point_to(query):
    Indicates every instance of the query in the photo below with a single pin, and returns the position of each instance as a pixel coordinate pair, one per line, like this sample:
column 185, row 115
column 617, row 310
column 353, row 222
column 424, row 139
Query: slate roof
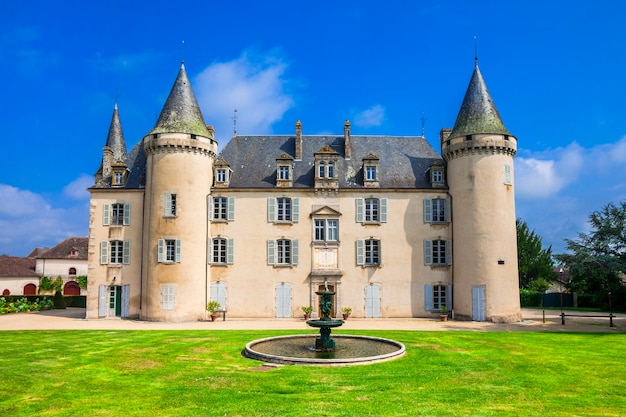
column 63, row 250
column 404, row 160
column 11, row 266
column 478, row 112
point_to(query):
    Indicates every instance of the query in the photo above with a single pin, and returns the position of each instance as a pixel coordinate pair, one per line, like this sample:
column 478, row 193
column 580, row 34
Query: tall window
column 437, row 252
column 169, row 205
column 368, row 252
column 326, row 230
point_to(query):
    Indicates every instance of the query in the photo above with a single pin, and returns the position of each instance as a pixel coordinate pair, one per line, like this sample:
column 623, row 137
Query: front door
column 478, row 303
column 332, row 300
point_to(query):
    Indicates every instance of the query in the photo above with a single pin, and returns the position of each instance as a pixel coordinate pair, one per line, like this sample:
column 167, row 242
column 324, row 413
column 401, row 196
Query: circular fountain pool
column 300, row 350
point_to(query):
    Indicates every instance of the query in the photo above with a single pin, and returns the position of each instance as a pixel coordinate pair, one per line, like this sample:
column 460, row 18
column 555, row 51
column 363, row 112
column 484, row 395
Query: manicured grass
column 202, row 373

===============

● **Directions**
Apart from the pictures, the material above has to be repeated exactly.

● **Answer to this problem**
point_to(query):
    Indicates every instance of the query in the photo below with a single pin, and returns the position of each instance as a pixel coordinate pair, one per line, like this sample:
column 185, row 115
column 617, row 310
column 353, row 222
column 424, row 139
Query: slate roof
column 63, row 250
column 404, row 160
column 11, row 266
column 478, row 112
point_to(query):
    Indicates every instance of the query in the photo above with a single pin, and returns the position of each instance as a pixel coordinate pair, one per line, like this sample:
column 478, row 193
column 580, row 34
Query: tall window
column 437, row 252
column 169, row 205
column 368, row 252
column 326, row 230
point_to(query):
    Indicates every instance of the query in the photo above with a single pin, and returns the position of each instance as a pixel coordinate pair, one per line, like this sample:
column 623, row 137
Query: front door
column 478, row 303
column 332, row 300
point_to(query):
    Indicates every instance of the query in the photo above with a single pin, and returns the position of each instance as a pixel coordinate pair, one per line, like this sample:
column 167, row 242
column 324, row 413
column 401, row 196
Query: circular fountain pool
column 300, row 350
point_to(query):
    Indicates every instance of the query in the photo above with a single pin, and returns the position of each instance as a pixel coordinate pair, one per line, like this sample:
column 460, row 18
column 555, row 51
column 363, row 112
column 484, row 395
Query: manicured grass
column 202, row 373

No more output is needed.